[Region pointing data]

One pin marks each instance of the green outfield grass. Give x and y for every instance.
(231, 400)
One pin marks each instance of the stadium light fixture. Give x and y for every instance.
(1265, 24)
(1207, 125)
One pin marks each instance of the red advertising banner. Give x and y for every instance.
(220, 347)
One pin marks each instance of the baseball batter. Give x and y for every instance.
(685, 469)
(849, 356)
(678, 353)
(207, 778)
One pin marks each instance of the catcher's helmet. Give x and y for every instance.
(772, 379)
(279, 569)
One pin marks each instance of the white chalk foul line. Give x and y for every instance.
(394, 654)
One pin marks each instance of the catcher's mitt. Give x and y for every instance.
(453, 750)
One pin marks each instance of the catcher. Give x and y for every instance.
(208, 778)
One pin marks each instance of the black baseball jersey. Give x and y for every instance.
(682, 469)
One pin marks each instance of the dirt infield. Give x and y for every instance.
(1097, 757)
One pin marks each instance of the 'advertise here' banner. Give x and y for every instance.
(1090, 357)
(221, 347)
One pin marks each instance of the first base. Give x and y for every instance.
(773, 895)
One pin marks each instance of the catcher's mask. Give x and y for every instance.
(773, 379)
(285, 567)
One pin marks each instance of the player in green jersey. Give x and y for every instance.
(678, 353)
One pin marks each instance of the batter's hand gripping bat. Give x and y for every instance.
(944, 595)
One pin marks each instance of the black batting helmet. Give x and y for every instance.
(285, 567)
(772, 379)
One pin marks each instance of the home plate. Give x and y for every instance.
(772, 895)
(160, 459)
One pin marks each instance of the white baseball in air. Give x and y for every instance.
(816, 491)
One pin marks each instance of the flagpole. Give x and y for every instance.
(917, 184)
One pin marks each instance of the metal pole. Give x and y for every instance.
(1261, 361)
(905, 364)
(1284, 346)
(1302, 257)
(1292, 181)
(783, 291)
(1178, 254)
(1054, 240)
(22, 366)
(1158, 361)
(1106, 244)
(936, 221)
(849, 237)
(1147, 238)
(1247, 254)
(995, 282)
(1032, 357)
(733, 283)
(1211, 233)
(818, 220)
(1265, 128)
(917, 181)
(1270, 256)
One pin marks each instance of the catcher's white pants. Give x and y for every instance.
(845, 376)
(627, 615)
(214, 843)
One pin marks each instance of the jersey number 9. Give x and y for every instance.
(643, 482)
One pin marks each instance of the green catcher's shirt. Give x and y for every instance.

> [YOUR GOAL]:
Repeat the data in its entirety, character for character.

> [RESULT OF THIS TASK]:
One pin marks each instance of the green outfield grass. Give x and y for every instance.
(231, 400)
One pin marks each instance of the stadium light fixture. Give x and y for every instance.
(1265, 24)
(1207, 125)
One pin marks each instance of the red advertising banner. Give x and y for every instance.
(220, 347)
One pin marks each instance of the baseball batter. Give x and y for every instance.
(685, 469)
(849, 356)
(678, 353)
(207, 778)
One pin marks each instance of the catcher's helmet. Give x and y for every instance.
(772, 379)
(279, 569)
One pin marks each instance of the white chalk foul line. Give x and y for every instance.
(394, 654)
One pin marks each instance of the catcher's mitt. Give x and y for every instance.
(453, 750)
One pin marks each instance of the catcher. Give x and y for every instance.
(208, 778)
One pin marks each instance of the black baseball jersey. Give x and y for every instance.
(682, 469)
One pin marks each instance of the dirt infield. Give x and y for every instance.
(1097, 757)
One pin marks each instance of the 'advertise here' banner. Give x and y for every instance.
(1090, 357)
(221, 347)
One pin marks each instance of the first base. Give x and y for every instance.
(773, 895)
One pin marks each instance of the catcher's mask. Give x and y for every instance.
(773, 379)
(285, 567)
One pin marks each instance of the player in green jersey. Give x and y for every instance.
(678, 353)
One pin marks each instance of the batter's hand gripping bat. Give x and y for every instance.
(944, 595)
One pin marks each instance of the black batting helmet. Give x and y for every instance.
(285, 567)
(772, 379)
One pin marks each instance of the home plate. Give x and y for every instance.
(772, 895)
(160, 459)
One pin marks each instance of the white baseball in air. Give x and y for every instance.
(816, 491)
One pin marks each instance of the flagpole. Give x and y for every instance.
(917, 184)
One pin marks each instance of the metal pole. Give x and y for every instance.
(1261, 361)
(905, 364)
(1284, 346)
(1302, 257)
(1292, 181)
(783, 291)
(1178, 254)
(1054, 240)
(22, 366)
(1158, 361)
(1106, 244)
(936, 221)
(849, 237)
(1147, 238)
(1247, 254)
(995, 282)
(1032, 357)
(733, 283)
(1211, 233)
(818, 220)
(1265, 128)
(917, 181)
(1270, 256)
One pin marks each instance of the catcher's white pants. Give x and y for every instance.
(845, 376)
(627, 615)
(214, 843)
One pin marks each instance of the jersey number 9. Give x and y for every instance.
(643, 482)
One pin marks each instance of the green catcher's shirt. Give x and y for every instance.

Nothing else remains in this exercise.